COMPITI RICHIESTI:
1. Secondo l'articolo sui falsi d'arte, in che anno è nata la squadra specializzata di Roma diretta dal generale Giovanni Nistri?
2. Dall'articolo sui falsi d'arte, trascrivi il passo che va da "Violetto Polignone, Libero" fino a "e dell’eccellenza creativa." compreso.

BRANO DEL DOCUMENTO:
========

Violetto Polignone, Libero 9/6/2009, 9 giugno 2009
L’ARTE DEI FALSI ’AUTORE
Niente da obiettare, a prima vista. Solo apprezzamento e ammirazione per quanto era sotto gli occhi di tutti. Impeccabile ogni dettaglio. Sembrava che ne fossero convinti anche esperti di lungo corso, presenti in massa. Condizione ancor più brillante - e rassicurante - dovuta pure al fatto che c’erano le telecamere dei più importanti tg. Come poter mettere in dubbio la qualità offerta nel contesto di un avvenimento culturale di alto livello? Tutto ok. Applausi. Complimenti che si sprecavano. Il massimo del consenso e dell’eccellenza creativa.
Purtroppo, subito dopo, una colossale, agghiacciante sorpresa. In quella che era una nota galleria d’arte di Milano si scoprì che si trattava di un vernissage di autentici falsi. Possibile? Una sfilza di mistificazioni in piena regola, senza precedenti, costituita da ben 1.300 quadri, tra cui un Manzù, un Mirò e un De Chirico. Tutti ben plagiati, riccamente incorniciati, per un valore che avrebbe fruttato una decina di milioni.
Ma la produzione delle opere contraffatte appartiene alla quotidianità. E gode di un’estensione sempre più larga. Tanto che nel 2008 c’è stato un vero boom di sequestri, con ben 2.328 dipinti, per un valore calcolato intorno ai 183 milioni di euro (contro gli 82 del 2007). Grandiosa retata durante la quale sono state denunciate 1.239 persone, di cui 43 arrestate (con aumento del 6 per cento rispetto al 2007). Un risultato ottenuto anche grazie a un aumento dei controlli a tappeto tra antiquari e negozi vari, fiere e mercati.
Merito tutto, manco a dirlo, di una squadra specializzata di altissimo livello, il Reparto Operativo Tutela Patrimomio Artistico e Culturale di Roma. Un’istituzione, attualmente diretta dal generale Giovanni Nistri, che il mondo ci invidia per un’operosità meravigliosa. Nata nel 1969, ha riscosso di anno in anno un crescente successo. Dal 1970 al 2008 ha scoperto la bellezza di 250.000 opere false. Senza contare il gran numero di quelle rubate o trafugate.

========

DATI FORNITI:
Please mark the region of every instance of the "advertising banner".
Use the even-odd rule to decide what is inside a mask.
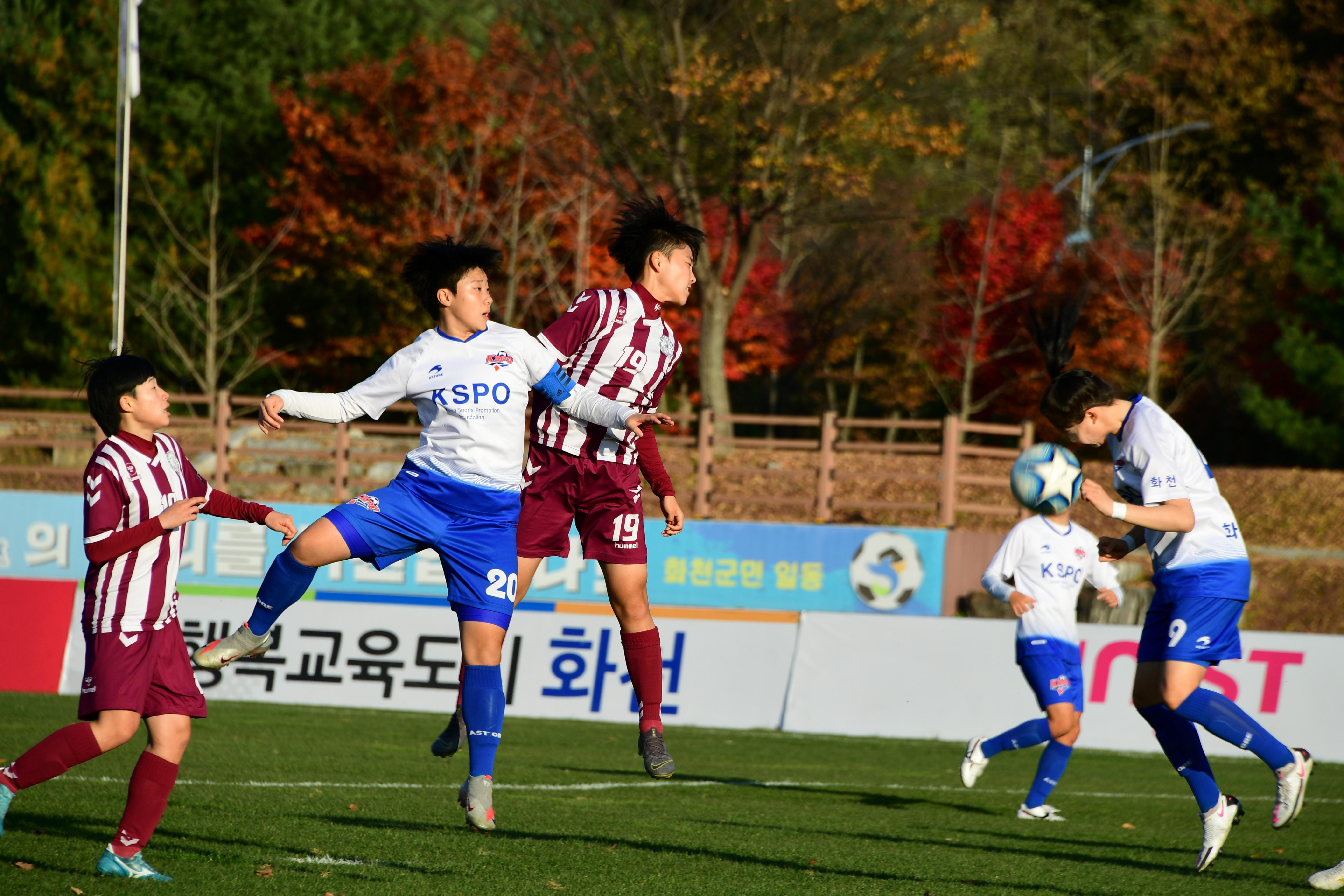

========

ELENCO RISPOSTE:
1. Nel 1969.

2.
Violetto Polignone, Libero 9/6/2009, 9 giugno 2009
L’ARTE DEI FALSI ’AUTORE
Niente da obiettare, a prima vista. Solo apprezzamento e ammirazione per quanto era sotto gli occhi di tutti. Impeccabile ogni dettaglio. Sembrava che ne fossero convinti anche esperti di lungo corso, presenti in massa. Condizione ancor più brillante - e rassicurante - dovuta pure al fatto che c’erano le telecamere dei più importanti tg. Come poter mettere in dubbio la qualità offerta nel contesto di un avvenimento culturale di alto livello? Tutto ok. Applausi. Complimenti che si sprecavano. Il massimo del consenso e dell’eccellenza creativa.